### TASK TO CARRY OUT:
For each record, copy the text exactly and omit any picture it holds.

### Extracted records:
□ □ □ □

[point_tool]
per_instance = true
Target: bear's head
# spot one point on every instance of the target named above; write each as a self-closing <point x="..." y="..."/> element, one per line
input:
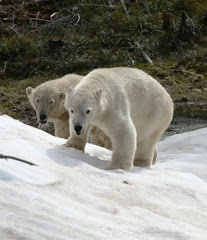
<point x="82" y="107"/>
<point x="47" y="102"/>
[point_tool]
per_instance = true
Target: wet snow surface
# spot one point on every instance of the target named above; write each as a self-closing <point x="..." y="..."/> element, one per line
<point x="70" y="195"/>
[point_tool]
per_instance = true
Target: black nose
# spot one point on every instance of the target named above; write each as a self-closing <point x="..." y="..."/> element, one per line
<point x="78" y="128"/>
<point x="43" y="118"/>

□ □ □ □

### FINAL ANSWER:
[point_tool]
per_instance = true
Target: bear's head
# spot one point on every instance of the target named above; write each as a self-closing <point x="..." y="..."/> element, one per line
input:
<point x="82" y="107"/>
<point x="47" y="102"/>
[point_tool]
per_instance = true
Target: wet snow surface
# spot one point on every instance of the target named above; write each as a self-closing <point x="..." y="..."/> element, one per line
<point x="70" y="195"/>
[point_tool]
per_instance = true
Target: black nose
# spot one point on every instance of the target named above; write each as a self-closing <point x="..." y="..."/> element, one per line
<point x="78" y="128"/>
<point x="43" y="118"/>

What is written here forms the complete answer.